— start of Source passage —

Fair Food: Field to Table Webinar 3/8/11

Notes from the Presbyterian Hunger Program

Here are some notes from the Fair Food webinar. Please view the 3 video segments below and read through the notes prior to the follow-up GoToMeeting taking place on Wednesday, March 16, 2011, 2:00-3:00 PM (EDT), sponsored by the Hunger Program.
Register a few minutes before 2:00pm at:

- Use your microphone and speakers (VoIP) - a headset is recommended. Or, call in using your telephone. * Dial +1 (314) 627-1500 * Access Code: 960-862-178 (Audio PIN: Shown after joining)

1st Speaker Rick Nahmias, The Migrant Project

First came the Migrant Project (2002-03) and from that emerged the Fair Food Project took off from that. MN, CA, FL, Pacific NW, etc.

“Fair Food: Field to Table” is a multimedia presentation promoting a more socially just food system in the U.S. It was created by California Institute for Rural Studies and Rick Nahmias Photography.

Through the stories and voices of farmworkers, growers, businesses and fair food advocates, viewers learn about the harsh realities of farmworker conditions and, more importantly, the promise of improved farm labor practices in American agriculture. The growing movement for “fair food” is tapping into rising consumer demand for food produced in accordance with their values.

The presentation consists of three parts:

Part 1: The Farmworkers (YouTube may work better -

Part 2: The Farmers (

Part 3: The Advocates (

2nd Speaker Lucas Benitez, Coalition of Immokalee Workers
Lucas gave background on the Campaign for Fair Food and the anti-slavery campaign. Here is the background from the PCUSA Fair Food website:

Farmworkers and consumers advancing human rights and social responsibility

The Campaign for Fair Food calls upon retail food corporations to end the poverty, forced labor and other human rights abuses faced by Florida farmworkers by establishing socially responsible purchasing practices. Led by the Coalition of Immokalee Workers, a human rights award-winning farmworker organization in Immokalee, FL, the Campaign for Fair Food is supported by religious, human rights, student and sustainable food organizations across the nation.

The Campaign for Fair Food has been successful in achieving landmark agreements between the Coalition of Immokalee Workers (CIW) and some of the largest food corporations in the world: Yum! Brands (Taco Bell, Pizza Hut, KFC and others), McDonald’s, Burger King, Subway, Whole Foods Market, Bon Appétit, and food service providers Compass Group, Aramark, and Sodexo. These agreements are changing the very structure of the food system so that it ensures the well-being of the men and women who harvest.

Through the Campaign for Fair Food, the Presbyterian Church (U.S.A.) has joined with the Roman Catholic Church, the Episcopal Church, the United Methodist Church, the United Church of Christ, the Christian Church (Disciples of Christ), and many other faith bodies to work side-by-side with the CIW farmworkers toward a more sustainable and just food system. The Presbyterian Hunger Program fosters Presbyterian participation in the Campaign across the nation.

— end of Source passage —
— start of Data —

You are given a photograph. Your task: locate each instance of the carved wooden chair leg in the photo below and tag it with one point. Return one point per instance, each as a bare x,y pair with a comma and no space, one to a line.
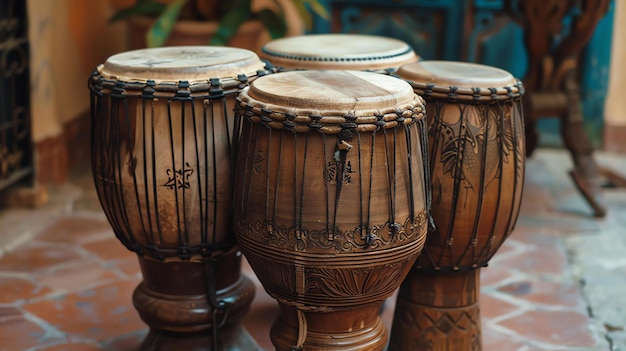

— end of Data —

== Objectives ==
1) According to the Fair Food webinar notes, which two organizations created "Fair Food: Field to Table"?
2) Please reproduce the Fair Food webinar notes between "Fair Food: Field to Table Webinar" and "Shown after joining)", inclusive.

== Responses by task ==
1) California Institute for Rural Studies and Rick Nahmias Photography.

2)
Fair Food: Field to Table Webinar 3/8/11

Notes from the Presbyterian Hunger Program

Here are some notes from the Fair Food webinar. Please view the 3 video segments below and read through the notes prior to the follow-up GoToMeeting taking place on Wednesday, March 16, 2011, 2:00-3:00 PM (EDT), sponsored by the Hunger Program.
Register a few minutes before 2:00pm at:

- Use your microphone and speakers (VoIP) - a headset is recommended. Or, call in using your telephone. * Dial +1 (314) 627-1500 * Access Code: 960-862-178 (Audio PIN: Shown after joining)